__RECORDS FOR THE TASK__.
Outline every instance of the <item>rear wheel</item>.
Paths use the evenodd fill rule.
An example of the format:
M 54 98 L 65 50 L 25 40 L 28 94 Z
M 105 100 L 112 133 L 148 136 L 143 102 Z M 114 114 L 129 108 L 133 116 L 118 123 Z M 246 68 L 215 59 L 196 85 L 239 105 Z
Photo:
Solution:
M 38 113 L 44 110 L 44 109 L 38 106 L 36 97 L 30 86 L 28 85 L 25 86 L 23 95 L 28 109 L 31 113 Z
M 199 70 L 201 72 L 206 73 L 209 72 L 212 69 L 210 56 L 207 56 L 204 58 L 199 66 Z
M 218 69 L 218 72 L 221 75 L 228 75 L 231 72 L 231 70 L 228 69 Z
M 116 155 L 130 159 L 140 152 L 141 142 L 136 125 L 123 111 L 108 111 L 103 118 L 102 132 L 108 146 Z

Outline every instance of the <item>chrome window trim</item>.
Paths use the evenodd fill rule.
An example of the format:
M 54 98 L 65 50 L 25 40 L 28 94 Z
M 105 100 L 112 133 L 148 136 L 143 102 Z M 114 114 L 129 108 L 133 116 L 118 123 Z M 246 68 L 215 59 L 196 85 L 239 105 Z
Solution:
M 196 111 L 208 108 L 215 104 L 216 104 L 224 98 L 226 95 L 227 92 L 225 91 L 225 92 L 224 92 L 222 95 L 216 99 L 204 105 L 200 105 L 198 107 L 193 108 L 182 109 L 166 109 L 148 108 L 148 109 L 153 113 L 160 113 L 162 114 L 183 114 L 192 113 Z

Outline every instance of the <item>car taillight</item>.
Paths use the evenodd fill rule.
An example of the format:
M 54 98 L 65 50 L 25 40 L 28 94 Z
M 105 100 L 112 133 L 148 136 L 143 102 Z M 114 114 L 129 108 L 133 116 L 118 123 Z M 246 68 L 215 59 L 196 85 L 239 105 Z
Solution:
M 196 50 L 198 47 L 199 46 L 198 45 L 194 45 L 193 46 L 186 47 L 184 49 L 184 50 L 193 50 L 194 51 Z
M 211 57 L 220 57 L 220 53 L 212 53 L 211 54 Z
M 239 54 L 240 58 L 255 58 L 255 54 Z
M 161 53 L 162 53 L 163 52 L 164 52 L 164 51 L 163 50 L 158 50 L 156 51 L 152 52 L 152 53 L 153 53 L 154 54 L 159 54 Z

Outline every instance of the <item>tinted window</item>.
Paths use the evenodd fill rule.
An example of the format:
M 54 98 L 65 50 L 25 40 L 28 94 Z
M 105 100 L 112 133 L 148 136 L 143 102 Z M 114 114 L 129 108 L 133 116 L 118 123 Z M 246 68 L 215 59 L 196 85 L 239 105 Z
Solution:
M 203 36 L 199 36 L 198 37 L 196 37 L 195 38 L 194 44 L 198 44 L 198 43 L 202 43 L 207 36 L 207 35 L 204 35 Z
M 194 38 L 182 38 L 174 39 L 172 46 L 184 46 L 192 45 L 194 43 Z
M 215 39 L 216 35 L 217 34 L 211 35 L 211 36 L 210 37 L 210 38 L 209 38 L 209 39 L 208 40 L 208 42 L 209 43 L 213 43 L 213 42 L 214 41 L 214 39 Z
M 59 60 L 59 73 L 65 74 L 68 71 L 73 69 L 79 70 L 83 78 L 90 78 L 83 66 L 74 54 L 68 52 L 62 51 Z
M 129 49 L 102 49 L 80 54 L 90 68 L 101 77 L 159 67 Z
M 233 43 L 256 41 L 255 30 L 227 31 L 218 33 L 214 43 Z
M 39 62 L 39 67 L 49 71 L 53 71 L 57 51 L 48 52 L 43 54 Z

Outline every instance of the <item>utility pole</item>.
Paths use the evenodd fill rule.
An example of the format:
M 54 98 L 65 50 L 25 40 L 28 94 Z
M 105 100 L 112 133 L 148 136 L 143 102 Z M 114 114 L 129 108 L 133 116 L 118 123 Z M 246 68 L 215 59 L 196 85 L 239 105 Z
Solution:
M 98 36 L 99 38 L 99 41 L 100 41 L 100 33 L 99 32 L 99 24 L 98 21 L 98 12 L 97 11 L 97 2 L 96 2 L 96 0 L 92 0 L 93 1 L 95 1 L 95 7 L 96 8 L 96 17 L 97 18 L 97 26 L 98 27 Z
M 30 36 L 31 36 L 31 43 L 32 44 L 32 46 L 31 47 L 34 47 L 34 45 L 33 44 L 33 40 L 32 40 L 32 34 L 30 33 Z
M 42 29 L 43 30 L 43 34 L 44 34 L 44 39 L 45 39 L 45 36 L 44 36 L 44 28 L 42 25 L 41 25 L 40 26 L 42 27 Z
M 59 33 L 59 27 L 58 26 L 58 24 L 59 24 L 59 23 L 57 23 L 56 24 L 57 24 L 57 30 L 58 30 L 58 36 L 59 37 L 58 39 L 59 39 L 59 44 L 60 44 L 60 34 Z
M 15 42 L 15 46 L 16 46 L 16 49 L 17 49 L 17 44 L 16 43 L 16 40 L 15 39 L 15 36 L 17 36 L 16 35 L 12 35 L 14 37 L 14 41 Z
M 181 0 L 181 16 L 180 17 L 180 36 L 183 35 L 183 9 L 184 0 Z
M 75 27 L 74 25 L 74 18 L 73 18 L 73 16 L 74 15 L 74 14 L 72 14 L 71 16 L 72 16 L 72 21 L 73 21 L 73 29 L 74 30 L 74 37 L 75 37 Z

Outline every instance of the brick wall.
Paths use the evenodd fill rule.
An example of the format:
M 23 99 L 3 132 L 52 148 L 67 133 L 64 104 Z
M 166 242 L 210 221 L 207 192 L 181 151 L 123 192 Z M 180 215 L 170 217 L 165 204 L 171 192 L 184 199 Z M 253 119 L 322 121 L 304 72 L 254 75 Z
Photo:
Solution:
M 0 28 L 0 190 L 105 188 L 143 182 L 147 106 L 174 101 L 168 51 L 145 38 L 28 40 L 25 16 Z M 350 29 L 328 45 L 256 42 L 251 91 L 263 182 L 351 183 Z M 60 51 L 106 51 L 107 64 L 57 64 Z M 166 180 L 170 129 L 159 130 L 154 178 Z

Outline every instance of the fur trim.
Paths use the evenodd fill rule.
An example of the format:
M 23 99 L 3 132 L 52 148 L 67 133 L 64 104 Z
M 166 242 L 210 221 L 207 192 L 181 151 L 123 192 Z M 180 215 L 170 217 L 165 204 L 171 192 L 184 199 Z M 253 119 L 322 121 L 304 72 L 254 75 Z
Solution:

__REQUIRED TASK__. Rewrite all of the rows above, changing "evenodd" to "nonzero" and keeping everything else the same.

__WRITTEN SOLUTION__.
Outline every instance of the <item>rear wheel</item>.
Paths use the nonzero fill rule.
An example of the format:
M 54 98 L 65 50 L 25 40 L 28 94 Z
M 105 100 L 112 133 L 148 136 L 143 102 Z M 114 114 L 129 108 L 133 116 L 118 123 Z M 246 68 L 215 59 L 196 85 L 239 105 Z
Photo:
Solution:
M 38 113 L 44 110 L 44 109 L 38 106 L 36 97 L 30 86 L 28 85 L 25 86 L 23 95 L 28 109 L 31 113 Z
M 199 70 L 201 72 L 206 73 L 209 72 L 212 69 L 210 56 L 207 56 L 204 58 L 199 66 Z
M 218 69 L 218 72 L 221 75 L 228 75 L 231 72 L 231 70 L 228 69 Z
M 116 155 L 130 159 L 140 152 L 141 142 L 136 125 L 123 111 L 108 111 L 103 118 L 102 132 L 108 146 Z

Outline every instance of the <item>chrome window trim</item>.
Paths use the nonzero fill rule.
An example of the format:
M 54 98 L 65 50 L 25 40 L 28 94 Z
M 105 100 L 112 133 L 148 136 L 143 102 Z M 114 114 L 129 108 L 133 116 L 118 123 Z M 246 68 L 215 59 L 196 85 L 239 105 Z
Solution:
M 196 111 L 208 108 L 215 104 L 216 104 L 224 98 L 226 95 L 227 92 L 225 91 L 225 92 L 224 92 L 222 95 L 216 99 L 204 105 L 200 105 L 198 107 L 193 108 L 182 109 L 166 109 L 148 108 L 148 109 L 153 113 L 160 113 L 162 114 L 183 114 L 192 113 Z

Outline every instance of the <item>car taillight</item>.
Paths use the nonzero fill rule.
An example of the format:
M 54 98 L 65 50 L 25 40 L 28 94 Z
M 105 100 L 112 133 L 148 136 L 143 102 Z M 114 114 L 129 108 L 133 116 L 118 123 Z M 246 68 L 215 59 L 196 85 L 239 105 Z
Solution:
M 196 50 L 198 47 L 199 46 L 198 45 L 194 45 L 193 46 L 186 47 L 184 49 L 184 50 L 193 50 L 194 51 Z
M 211 57 L 220 57 L 220 53 L 212 53 L 211 54 Z
M 239 54 L 240 58 L 255 58 L 255 54 Z
M 161 53 L 162 53 L 163 52 L 164 52 L 164 51 L 163 50 L 158 50 L 156 51 L 152 52 L 152 53 L 153 53 L 154 54 L 159 54 Z

Outline every instance of the <item>tinted window</item>.
Paths use the nonzero fill rule.
An example of the format:
M 54 98 L 65 50 L 25 40 L 28 94 Z
M 105 100 L 112 133 L 148 136 L 143 102 Z M 114 114 L 129 108 L 133 116 L 118 123 Z M 246 68 L 215 59 L 196 85 L 239 105 Z
Solution:
M 203 36 L 199 36 L 198 37 L 196 37 L 195 38 L 194 44 L 198 44 L 198 43 L 202 43 L 207 36 L 207 35 L 204 35 Z
M 194 38 L 182 38 L 174 39 L 172 46 L 184 46 L 192 45 L 194 43 Z
M 215 39 L 216 35 L 217 34 L 211 35 L 211 36 L 210 37 L 210 38 L 209 38 L 209 39 L 208 40 L 208 42 L 209 43 L 213 43 L 213 42 L 214 41 L 214 39 Z
M 59 60 L 59 73 L 65 74 L 68 71 L 73 69 L 79 70 L 83 78 L 90 78 L 83 66 L 74 54 L 68 52 L 62 51 Z
M 129 49 L 102 49 L 80 54 L 90 68 L 101 77 L 159 67 Z
M 233 43 L 256 41 L 255 30 L 227 31 L 218 33 L 214 43 Z
M 39 62 L 39 67 L 49 71 L 53 71 L 57 51 L 48 52 L 43 54 Z

Outline every instance of the <item>utility pole</item>.
Paths use the nonzero fill rule.
An example of the format:
M 54 98 L 65 50 L 25 40 L 28 94 Z
M 105 100 L 112 133 L 148 136 L 143 102 Z M 114 114 L 129 108 L 133 116 L 118 123 Z M 246 68 L 215 59 L 196 85 L 239 105 Z
Solution:
M 98 36 L 99 38 L 99 41 L 100 41 L 100 33 L 99 32 L 99 24 L 98 21 L 98 12 L 97 11 L 97 2 L 96 2 L 96 0 L 92 0 L 93 1 L 95 1 L 95 7 L 96 8 L 96 17 L 97 18 L 97 26 L 98 27 Z
M 30 36 L 31 36 L 31 43 L 32 44 L 32 46 L 31 47 L 34 47 L 34 45 L 33 44 L 33 40 L 32 40 L 32 34 L 30 33 Z
M 42 29 L 43 30 L 43 34 L 44 34 L 44 39 L 45 39 L 45 36 L 44 36 L 44 28 L 42 25 L 41 25 L 40 26 L 42 27 Z
M 59 33 L 59 27 L 58 26 L 58 24 L 59 24 L 59 23 L 57 23 L 56 24 L 57 24 L 57 30 L 58 30 L 58 36 L 59 37 L 58 39 L 59 39 L 59 44 L 60 44 L 60 34 Z
M 15 42 L 15 46 L 16 46 L 16 49 L 17 49 L 17 44 L 16 43 L 16 40 L 15 39 L 15 36 L 17 36 L 16 35 L 12 35 L 14 37 L 14 41 Z
M 181 0 L 181 16 L 180 17 L 180 36 L 183 35 L 183 9 L 184 0 Z
M 75 27 L 74 25 L 74 18 L 73 18 L 73 16 L 74 15 L 74 14 L 72 14 L 71 16 L 72 16 L 72 21 L 73 21 L 73 29 L 74 30 L 74 37 L 75 37 Z

Outline every instance of the brick wall.
Paths use the nonzero fill rule.
An example of the format:
M 23 99 L 3 132 L 52 148 L 67 133 L 64 104 Z
M 166 242 L 210 221 L 207 192 L 181 151 L 123 192 Z M 180 215 L 170 217 L 165 204 L 171 192 L 184 199 Z M 253 119 L 322 121 L 304 72 L 254 75 Z
Photo:
Solution:
M 0 28 L 0 190 L 105 188 L 143 182 L 147 106 L 174 101 L 168 51 L 145 38 L 28 40 L 25 16 Z M 350 29 L 328 45 L 256 42 L 251 91 L 263 182 L 351 183 Z M 60 51 L 106 51 L 107 64 L 57 64 Z M 166 180 L 170 129 L 159 130 L 154 178 Z

Outline every instance of the fur trim.
Paths use the nonzero fill rule.
An example of the format:
M 23 99 L 3 132 L 52 148 L 67 133 L 64 104 Z
M 166 242 L 210 221 L 207 192 L 181 151 L 123 192 Z M 180 215 L 170 217 L 165 204 L 171 192 L 184 199 Z M 253 119 L 322 121 L 304 72 L 254 75 Z
Solution:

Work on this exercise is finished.